### WHAT YOU WILL DO
The records below must be transcribed precisely and in full.

### INFORMATION SUPPLIED
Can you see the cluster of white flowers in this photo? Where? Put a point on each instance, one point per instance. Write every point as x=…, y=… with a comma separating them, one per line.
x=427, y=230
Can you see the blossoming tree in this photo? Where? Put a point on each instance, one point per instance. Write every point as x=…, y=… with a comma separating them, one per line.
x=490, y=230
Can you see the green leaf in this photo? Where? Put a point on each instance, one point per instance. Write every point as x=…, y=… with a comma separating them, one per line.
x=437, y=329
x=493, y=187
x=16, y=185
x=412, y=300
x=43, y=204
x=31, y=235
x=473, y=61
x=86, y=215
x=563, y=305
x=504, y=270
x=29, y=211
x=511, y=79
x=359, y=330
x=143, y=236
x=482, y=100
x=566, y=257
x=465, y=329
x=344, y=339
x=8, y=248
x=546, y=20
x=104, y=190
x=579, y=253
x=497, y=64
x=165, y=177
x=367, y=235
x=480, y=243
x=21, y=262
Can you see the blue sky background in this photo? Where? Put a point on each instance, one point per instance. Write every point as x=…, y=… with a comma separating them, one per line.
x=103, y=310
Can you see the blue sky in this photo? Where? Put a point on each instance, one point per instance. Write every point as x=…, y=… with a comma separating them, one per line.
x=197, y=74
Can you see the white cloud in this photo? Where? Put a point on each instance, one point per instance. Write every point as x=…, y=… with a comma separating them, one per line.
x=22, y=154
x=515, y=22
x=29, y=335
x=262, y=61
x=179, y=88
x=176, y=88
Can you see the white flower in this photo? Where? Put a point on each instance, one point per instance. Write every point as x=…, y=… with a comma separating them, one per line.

### SOLVED EXERCISE
Can you see the cluster of white flowers in this photo? Where? Put a point on each instance, one point per instance. Write every point as x=…, y=… with a comma separating them, one per line.
x=427, y=230
Can you see the blossoming tree in this photo? Where? Put a point on each instance, one point per instance. Write every point as x=…, y=… with a comma separating them, one per line.
x=490, y=230
Can you see the green leaf in this photo? Where? Put a point on each instance, one point per instance. Write every point as x=…, y=… with a comma separating them, one per line.
x=437, y=329
x=493, y=187
x=16, y=185
x=412, y=300
x=43, y=204
x=31, y=235
x=473, y=61
x=86, y=215
x=563, y=305
x=504, y=270
x=29, y=211
x=511, y=79
x=359, y=330
x=143, y=236
x=482, y=100
x=566, y=257
x=465, y=329
x=344, y=339
x=8, y=248
x=546, y=20
x=104, y=190
x=579, y=253
x=497, y=64
x=165, y=177
x=367, y=235
x=480, y=243
x=21, y=262
Can you see the blue sky background in this photo? Where? Put a point on each instance, one point per instance. Write every point as x=…, y=… with a comma separating them, one per line.
x=103, y=310
Can you see the blue sky in this photo? Where? Put a point on each instance, one point per instance. Write every point as x=…, y=… with a comma separating them, one per line.
x=197, y=74
Can you see the white cloud in this photo? Where? Put a point on each instance, one point per instance. Write every point as x=…, y=… with a comma separating them, one per line.
x=22, y=154
x=515, y=22
x=29, y=335
x=262, y=61
x=179, y=88
x=176, y=88
Can you see the white flower in this photo? Where? Put a point on each instance, one point per instance. Write every point as x=…, y=… with a comma separating them, one per line.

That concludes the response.